**Exercise a:** In the pandas thread, how long is the long-term period over which the poster wants to calculate the percentages?

**Source excerpt:**
▶
I have 2 DataFrame.
import pandas as pd
loc_hour = pd.DataFrame({'id': ['a', 'b', 'c',"d"], 'geohash': ["sybewp", "sws101", "sxk9db","sxr4xt"],"log_date":[20210615,20211219,20210108,20210507],"hour":[12,4,5,19]})
loc_grid = pd.DataFrame({'id': ['a', 'b', 'c',"d"], 'geohash': ["sybewp", "sws101", "sxk9db","sxr4xt"], "gridtype":["Home","Other","Work","Home"]})
These tables contain thousands of different devices.
The loc_hour table contains current location information from devices every hour for a whole year.
In the loc_grid table, there are attributes of the locations where the devices are located. (Home: indicates that the device is at home. Work: indicates that the device is at home.)
What I'm trying to do is calculate how long the devices spend in their home, work or other place as a percentage of the long term (3 months) and short term (1 month).
Desired outputs:
id | home_percent | work_percent | other_percent | total_day_count | total_hour_count | period |
---|---|---|---|---|---|---|
a | 40 | 40 | 20 | 5 | 5 | last 1 month |
b | 50 | 30 | 20 | 10 | 8 | last 1 month |
c | 70 | 20 | 10 | 9 | 7 | last 1 month |
... | ... | ... | ... | ... | ... | ... |
id | home_percent | work_percent | other_percent | total_day_count | total_hour_count | period |
---|---|---|---|---|---|---|
a | 40 | 40 | 20 | 5 | 5 | last 3 month |
b | 50 | 30 | 20 | 10 | 8 | last 3 month |
c | 70 | 20 | 10 | 9 | 7 | last 3 month |
... | ... | ... | ... | ... | ... | ... |
CodePudding user response:
It would have been helpful to provide input data that matches the question. For example, you asked for dataframes with period in last 30 and 90 days but none of your sample data had dates in the last 30 or 90 days.
◀
**Dataset excerpts:**
▶
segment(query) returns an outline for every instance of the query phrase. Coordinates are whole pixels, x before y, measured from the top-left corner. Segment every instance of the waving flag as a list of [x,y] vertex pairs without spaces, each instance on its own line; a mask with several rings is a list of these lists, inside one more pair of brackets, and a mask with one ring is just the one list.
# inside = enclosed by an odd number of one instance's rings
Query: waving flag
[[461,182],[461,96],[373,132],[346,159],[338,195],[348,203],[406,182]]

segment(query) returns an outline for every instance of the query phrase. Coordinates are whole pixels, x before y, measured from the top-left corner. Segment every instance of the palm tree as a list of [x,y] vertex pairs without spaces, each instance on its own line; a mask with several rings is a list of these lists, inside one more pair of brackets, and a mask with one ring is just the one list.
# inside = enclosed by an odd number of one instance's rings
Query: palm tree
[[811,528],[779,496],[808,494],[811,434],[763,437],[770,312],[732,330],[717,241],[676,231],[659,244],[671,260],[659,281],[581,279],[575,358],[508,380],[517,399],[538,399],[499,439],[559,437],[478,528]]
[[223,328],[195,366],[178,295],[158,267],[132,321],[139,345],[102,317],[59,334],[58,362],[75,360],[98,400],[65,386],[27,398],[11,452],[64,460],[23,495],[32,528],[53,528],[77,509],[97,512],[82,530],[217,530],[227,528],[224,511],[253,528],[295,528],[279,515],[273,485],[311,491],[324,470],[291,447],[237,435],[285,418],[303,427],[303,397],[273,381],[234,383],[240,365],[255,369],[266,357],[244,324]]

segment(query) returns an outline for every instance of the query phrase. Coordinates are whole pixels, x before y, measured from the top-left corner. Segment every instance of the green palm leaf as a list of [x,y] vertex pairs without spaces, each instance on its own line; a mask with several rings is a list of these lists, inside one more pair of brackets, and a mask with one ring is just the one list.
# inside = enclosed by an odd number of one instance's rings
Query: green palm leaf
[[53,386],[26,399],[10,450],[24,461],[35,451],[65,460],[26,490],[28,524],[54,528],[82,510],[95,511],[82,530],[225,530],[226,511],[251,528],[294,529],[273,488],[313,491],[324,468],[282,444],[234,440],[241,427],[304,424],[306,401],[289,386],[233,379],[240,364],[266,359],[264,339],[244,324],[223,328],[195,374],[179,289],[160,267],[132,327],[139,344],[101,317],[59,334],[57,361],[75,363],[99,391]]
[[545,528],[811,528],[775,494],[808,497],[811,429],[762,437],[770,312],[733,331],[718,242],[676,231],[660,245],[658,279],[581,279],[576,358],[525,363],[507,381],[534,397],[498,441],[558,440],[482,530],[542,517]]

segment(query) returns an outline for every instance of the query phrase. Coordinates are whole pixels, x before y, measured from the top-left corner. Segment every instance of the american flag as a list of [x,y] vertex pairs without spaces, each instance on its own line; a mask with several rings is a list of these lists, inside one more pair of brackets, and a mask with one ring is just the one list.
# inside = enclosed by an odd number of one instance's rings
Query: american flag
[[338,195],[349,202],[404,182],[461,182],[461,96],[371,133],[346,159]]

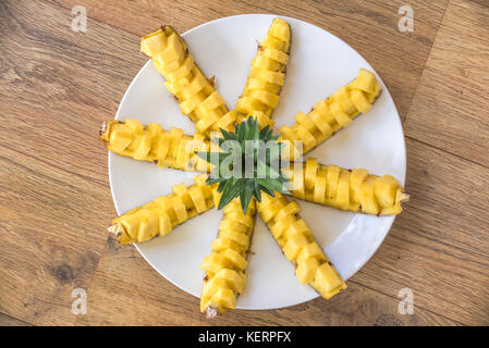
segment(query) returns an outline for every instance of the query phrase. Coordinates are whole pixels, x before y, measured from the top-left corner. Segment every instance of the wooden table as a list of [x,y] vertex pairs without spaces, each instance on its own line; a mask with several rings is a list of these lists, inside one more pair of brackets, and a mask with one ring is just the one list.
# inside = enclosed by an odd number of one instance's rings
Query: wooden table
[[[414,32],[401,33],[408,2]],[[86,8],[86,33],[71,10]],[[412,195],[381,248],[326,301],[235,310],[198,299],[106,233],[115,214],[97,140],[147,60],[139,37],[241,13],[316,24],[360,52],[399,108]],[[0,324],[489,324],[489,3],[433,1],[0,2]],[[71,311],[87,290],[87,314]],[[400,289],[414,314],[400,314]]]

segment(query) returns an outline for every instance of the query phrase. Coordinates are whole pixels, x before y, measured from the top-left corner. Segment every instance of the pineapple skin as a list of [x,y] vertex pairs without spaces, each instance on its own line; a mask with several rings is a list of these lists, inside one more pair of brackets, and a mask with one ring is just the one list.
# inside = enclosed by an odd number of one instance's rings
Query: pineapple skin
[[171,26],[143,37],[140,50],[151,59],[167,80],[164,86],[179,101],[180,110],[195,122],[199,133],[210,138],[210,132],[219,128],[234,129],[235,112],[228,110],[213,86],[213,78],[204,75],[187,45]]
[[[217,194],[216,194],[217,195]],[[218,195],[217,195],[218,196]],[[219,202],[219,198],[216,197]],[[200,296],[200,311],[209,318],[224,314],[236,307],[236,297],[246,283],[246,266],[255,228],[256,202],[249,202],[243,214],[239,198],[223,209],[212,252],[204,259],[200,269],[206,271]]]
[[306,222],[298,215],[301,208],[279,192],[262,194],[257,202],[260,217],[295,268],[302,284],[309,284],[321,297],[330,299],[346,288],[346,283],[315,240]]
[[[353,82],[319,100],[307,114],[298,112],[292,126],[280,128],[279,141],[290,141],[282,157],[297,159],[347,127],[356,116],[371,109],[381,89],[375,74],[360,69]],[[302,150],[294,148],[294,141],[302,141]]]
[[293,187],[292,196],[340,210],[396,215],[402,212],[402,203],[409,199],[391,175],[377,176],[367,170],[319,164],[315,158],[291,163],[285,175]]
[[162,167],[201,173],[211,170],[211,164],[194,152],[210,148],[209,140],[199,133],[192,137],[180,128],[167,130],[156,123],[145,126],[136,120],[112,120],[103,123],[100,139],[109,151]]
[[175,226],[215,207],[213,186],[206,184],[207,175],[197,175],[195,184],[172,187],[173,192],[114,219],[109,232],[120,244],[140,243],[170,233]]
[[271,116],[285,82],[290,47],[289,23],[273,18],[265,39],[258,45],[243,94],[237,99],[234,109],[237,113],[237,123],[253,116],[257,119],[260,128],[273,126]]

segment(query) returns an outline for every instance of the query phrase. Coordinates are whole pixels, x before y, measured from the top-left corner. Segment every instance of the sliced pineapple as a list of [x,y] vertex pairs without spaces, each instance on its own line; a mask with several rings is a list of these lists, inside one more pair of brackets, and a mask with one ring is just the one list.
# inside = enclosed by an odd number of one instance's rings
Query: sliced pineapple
◀
▶
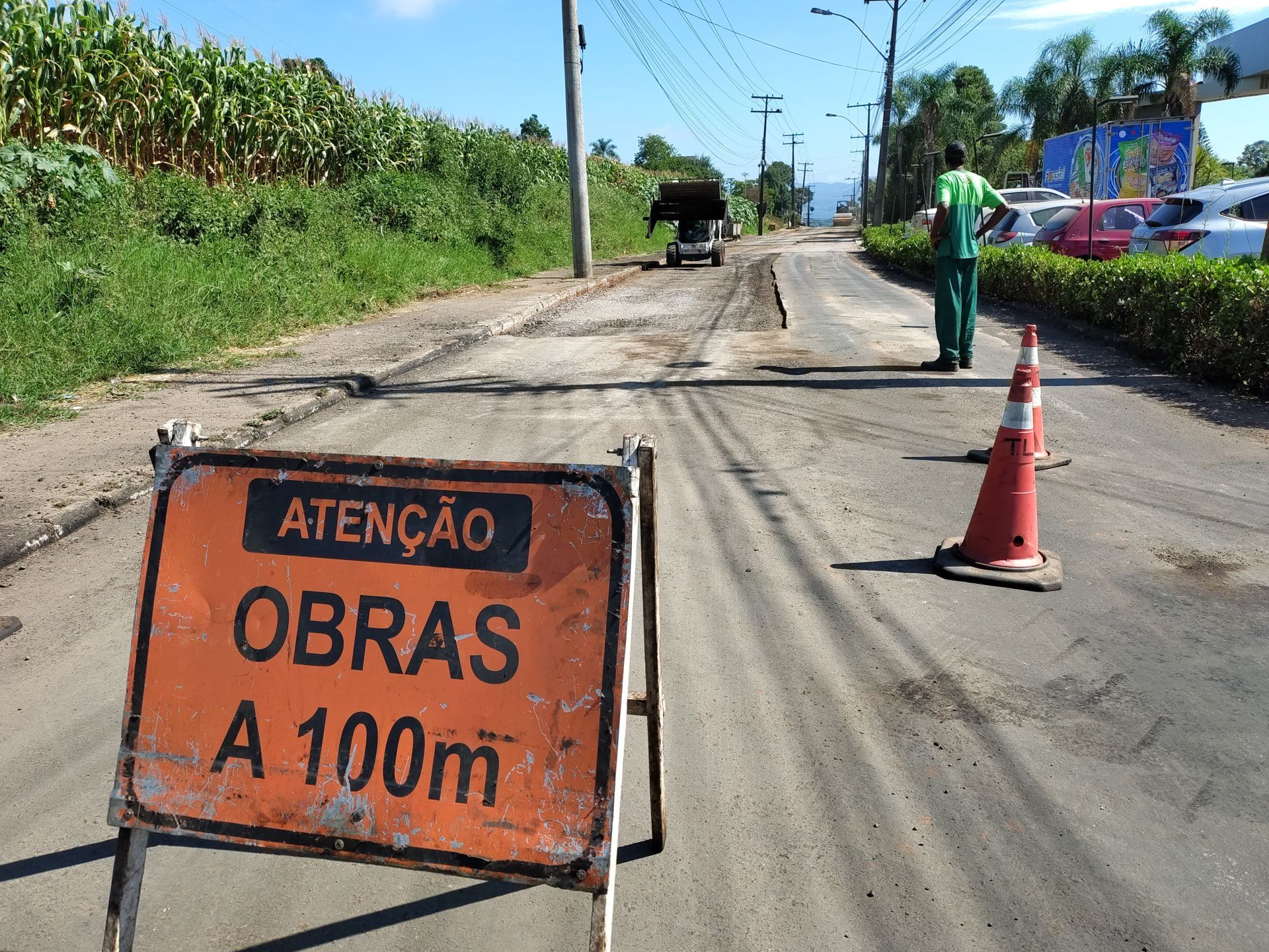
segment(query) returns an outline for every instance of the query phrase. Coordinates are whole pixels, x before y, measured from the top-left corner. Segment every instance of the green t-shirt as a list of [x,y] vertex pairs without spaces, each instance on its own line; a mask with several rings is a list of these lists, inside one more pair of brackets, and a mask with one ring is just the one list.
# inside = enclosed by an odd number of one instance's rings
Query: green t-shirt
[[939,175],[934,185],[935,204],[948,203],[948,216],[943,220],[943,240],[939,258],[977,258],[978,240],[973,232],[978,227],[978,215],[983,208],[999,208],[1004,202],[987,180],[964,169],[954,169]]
◀
▶
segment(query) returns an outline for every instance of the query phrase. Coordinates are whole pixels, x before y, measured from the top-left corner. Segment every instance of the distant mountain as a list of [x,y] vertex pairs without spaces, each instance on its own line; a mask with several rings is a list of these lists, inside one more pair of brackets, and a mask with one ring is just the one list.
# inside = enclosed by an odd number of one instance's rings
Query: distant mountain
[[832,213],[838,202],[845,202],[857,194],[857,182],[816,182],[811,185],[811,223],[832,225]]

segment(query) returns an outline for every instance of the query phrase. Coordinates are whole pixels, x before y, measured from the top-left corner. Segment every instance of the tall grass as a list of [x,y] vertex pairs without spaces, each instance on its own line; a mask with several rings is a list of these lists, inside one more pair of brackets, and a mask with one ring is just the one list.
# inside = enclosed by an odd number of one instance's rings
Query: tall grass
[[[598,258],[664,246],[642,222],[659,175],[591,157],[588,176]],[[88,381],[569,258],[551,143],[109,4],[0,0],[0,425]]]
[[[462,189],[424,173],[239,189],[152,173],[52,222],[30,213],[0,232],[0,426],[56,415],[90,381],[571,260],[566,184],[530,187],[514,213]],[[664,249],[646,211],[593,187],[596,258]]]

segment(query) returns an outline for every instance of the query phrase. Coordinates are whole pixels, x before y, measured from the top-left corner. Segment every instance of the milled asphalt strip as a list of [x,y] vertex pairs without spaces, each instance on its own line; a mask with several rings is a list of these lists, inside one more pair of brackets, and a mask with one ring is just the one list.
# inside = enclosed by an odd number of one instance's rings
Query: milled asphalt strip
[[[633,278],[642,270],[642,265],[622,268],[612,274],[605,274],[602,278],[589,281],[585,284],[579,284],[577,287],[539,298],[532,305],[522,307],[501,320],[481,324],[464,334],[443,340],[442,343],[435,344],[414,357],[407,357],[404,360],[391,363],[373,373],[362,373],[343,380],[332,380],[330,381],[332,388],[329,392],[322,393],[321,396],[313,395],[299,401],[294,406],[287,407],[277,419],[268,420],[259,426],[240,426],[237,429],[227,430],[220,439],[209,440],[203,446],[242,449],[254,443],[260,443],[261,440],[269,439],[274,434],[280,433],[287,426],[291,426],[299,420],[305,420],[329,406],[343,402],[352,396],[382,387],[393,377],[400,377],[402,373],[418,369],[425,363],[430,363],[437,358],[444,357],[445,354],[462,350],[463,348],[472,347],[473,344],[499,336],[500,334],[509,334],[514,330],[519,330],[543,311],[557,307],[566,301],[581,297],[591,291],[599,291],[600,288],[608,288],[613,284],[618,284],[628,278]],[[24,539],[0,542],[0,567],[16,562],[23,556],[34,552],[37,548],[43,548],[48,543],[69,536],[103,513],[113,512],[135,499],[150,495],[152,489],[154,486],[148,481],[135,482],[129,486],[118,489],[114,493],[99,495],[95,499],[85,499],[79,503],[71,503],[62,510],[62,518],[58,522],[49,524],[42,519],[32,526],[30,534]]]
◀
**Exercise b:** Recast the stretch of the records from the line that contains "of the tall" through the line that contains "Query: tall grass" as a numbered list, leaving out any blank lines.

**Worked solution a:** 3 months

**Worked solution b:**
1. segment(query) returns an outline for every instance of the query phrase. Coordinates are whole pixels, x before y, measured from the top-left corner. Segment every instance of the tall grass as a list of [x,y] vertex pairs without spaces, each instance on its own line; a mask with several rings is a list of these lists, inside one more pair of brackets, and a mask with one ring is just the one list.
2. # inside = enclosed by an odd number of one instance's rings
3. Query: tall grass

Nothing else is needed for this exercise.